6. POLITICAL LETTER DATED 30 DECEMBER 1794
7. We received a letter from the Government at Fort St. George acquainting us that Colonel Martinz, who commanded at Ramnaud, had informed them that owing to a severe drought, the country was, at that period, unable to afford subsistence to any troops which they might send thither, and that in consequence they had been obliged to postpone taking those coercive measures which the Rajah's refractory conduct seemed to require. That in the mean time they had directed a more particular investigation to he made into the subjects of dispute between him and the Cherokar of Shevigunga, and especially with a view to ascertain the truth of the fact alleged against the Raja, that he continued hostilities after he had received the Governor's letter positively directing him to desist, and after the Cherokar, in compliance with similar orders, had laid down his arms.
9. They further acquainted us that they had instructed the Board of Revenue to send orders to the Collectors to adjust the dispute in regard to the customs and watercourses conformably to the ancient usage of the country, previously calling upon the parties to declare whether they would agree to abide by the decision; that as the drought still continued in the Ramnaud country they could take no steps at present for compelling the Rajah's obedience; but that, when an opportunity offered, they would exercise coercive means, should existing circumstances render it advisable.

▶ **SUPPLIED ENTRIES**:
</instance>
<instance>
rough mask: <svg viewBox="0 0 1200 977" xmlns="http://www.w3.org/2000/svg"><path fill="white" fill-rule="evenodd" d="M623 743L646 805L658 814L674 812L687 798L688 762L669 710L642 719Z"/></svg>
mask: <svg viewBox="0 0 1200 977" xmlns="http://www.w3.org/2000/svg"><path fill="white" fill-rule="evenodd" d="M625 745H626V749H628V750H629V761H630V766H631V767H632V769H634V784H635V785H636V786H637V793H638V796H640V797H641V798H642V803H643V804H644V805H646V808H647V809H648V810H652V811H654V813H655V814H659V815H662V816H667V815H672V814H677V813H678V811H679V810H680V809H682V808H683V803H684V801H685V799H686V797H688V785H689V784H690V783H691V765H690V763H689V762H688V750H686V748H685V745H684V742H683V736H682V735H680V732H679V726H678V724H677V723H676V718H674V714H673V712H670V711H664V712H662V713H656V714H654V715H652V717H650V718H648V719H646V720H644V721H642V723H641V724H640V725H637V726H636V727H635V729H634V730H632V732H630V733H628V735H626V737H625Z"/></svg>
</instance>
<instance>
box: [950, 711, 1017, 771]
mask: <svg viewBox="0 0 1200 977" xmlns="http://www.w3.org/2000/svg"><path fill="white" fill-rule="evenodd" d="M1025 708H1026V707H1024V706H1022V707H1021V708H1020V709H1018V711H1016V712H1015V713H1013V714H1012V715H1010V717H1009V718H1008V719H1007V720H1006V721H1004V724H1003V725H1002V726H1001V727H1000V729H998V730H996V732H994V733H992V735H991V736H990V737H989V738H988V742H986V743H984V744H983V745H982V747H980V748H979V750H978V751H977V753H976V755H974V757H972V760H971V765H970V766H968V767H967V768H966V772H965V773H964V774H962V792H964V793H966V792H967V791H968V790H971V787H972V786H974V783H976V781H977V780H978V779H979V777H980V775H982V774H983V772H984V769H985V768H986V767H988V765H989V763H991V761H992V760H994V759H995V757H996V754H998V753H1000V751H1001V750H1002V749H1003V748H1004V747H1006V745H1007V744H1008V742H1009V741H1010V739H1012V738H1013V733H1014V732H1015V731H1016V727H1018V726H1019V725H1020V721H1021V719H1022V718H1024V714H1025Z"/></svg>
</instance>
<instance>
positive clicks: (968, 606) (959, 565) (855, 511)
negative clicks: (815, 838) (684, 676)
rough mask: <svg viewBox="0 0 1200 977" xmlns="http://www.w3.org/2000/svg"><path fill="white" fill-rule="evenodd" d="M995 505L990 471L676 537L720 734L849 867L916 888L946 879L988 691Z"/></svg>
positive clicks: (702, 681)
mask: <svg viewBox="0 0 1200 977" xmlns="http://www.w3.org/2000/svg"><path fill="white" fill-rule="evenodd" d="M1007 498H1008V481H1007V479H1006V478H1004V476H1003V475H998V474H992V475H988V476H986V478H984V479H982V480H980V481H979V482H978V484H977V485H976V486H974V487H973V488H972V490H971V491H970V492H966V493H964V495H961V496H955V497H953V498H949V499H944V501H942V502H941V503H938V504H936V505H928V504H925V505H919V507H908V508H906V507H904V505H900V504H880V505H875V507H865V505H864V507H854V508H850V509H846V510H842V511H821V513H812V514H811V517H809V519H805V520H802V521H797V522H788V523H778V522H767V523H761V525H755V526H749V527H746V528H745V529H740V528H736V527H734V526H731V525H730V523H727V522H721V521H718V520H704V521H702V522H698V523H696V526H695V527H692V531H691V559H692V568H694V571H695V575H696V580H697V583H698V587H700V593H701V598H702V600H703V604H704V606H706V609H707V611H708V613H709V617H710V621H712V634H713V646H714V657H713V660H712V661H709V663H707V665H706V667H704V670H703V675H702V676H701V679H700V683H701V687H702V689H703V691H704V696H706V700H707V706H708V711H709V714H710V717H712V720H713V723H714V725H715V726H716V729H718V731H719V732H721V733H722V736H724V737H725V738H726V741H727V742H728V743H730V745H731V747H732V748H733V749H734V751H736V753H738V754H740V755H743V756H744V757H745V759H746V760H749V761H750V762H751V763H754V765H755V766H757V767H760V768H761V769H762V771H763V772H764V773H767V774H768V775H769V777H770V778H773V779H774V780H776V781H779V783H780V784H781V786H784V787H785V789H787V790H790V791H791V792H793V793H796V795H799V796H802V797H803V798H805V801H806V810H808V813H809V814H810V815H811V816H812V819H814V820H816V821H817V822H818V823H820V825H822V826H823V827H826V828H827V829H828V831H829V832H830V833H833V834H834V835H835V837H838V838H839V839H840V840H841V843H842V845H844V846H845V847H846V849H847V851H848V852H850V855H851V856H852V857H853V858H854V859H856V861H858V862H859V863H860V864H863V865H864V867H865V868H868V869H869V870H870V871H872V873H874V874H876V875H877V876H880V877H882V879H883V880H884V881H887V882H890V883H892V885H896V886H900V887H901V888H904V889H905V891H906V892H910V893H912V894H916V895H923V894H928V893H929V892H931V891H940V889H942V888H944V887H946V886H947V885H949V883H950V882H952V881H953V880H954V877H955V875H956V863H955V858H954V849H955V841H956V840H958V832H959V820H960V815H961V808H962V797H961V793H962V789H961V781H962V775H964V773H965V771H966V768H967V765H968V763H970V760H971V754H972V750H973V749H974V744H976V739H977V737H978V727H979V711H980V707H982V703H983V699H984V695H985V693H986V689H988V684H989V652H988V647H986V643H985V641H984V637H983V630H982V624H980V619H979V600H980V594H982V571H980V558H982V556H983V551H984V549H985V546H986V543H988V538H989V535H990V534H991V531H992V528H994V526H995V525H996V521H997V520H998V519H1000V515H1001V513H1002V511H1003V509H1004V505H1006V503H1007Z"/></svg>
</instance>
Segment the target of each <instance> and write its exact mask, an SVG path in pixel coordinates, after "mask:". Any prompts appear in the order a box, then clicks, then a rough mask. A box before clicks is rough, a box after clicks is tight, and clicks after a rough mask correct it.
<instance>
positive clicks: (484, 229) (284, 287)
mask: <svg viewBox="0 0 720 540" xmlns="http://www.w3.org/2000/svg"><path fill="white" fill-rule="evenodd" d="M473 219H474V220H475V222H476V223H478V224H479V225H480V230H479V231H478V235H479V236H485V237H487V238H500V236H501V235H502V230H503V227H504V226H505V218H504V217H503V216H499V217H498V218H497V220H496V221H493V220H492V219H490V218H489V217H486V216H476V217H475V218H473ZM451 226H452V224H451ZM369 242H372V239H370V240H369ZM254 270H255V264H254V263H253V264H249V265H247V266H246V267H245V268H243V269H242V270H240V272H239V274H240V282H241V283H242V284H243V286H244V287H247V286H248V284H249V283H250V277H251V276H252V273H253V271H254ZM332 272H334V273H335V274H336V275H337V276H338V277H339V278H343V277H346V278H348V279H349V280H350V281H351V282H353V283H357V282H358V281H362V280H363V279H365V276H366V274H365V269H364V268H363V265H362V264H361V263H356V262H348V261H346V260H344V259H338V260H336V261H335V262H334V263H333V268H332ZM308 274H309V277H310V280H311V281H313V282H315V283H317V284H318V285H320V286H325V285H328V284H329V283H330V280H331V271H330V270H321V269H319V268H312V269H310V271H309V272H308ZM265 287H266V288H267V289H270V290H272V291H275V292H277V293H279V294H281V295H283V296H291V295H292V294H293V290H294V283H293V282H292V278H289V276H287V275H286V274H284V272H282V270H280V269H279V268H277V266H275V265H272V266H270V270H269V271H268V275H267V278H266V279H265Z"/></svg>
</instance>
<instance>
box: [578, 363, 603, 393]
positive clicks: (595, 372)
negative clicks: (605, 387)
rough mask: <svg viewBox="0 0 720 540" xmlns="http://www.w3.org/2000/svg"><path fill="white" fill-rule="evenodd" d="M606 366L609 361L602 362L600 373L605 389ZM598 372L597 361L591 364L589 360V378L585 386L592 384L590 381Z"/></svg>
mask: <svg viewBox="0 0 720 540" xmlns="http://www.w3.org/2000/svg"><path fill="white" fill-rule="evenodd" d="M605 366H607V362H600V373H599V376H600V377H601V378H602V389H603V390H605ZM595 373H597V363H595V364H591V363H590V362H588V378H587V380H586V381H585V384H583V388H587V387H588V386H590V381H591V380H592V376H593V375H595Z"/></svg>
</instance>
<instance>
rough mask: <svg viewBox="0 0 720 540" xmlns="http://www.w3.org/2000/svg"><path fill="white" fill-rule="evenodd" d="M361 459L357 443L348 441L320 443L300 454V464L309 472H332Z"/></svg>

▶ **REQUEST 1**: Rewrite the part of the 1794 political letter between "9. They further" and "render it advisable.", inclusive, substituting "irrigation channels" for "watercourses".
▶ **REQUEST 2**: In the 1794 political letter, who commanded at Ramnaud?

▶ **EXPECTED OUTPUT 1**:
9. They further acquainted us that they had instructed the Board of Revenue to send orders to the Collectors to adjust the dispute in regard to the customs and irrigation channels conformably to the ancient usage of the country, previously calling upon the parties to declare whether they would agree to abide by the decision; that as the drought still continued in the Ramnaud country they could take no steps at present for compelling the Rajah's obedience; but that, when an opportunity offered, they would exercise coercive means, should existing circumstances render it advisable.

▶ **EXPECTED OUTPUT 2**: Colonel Martinz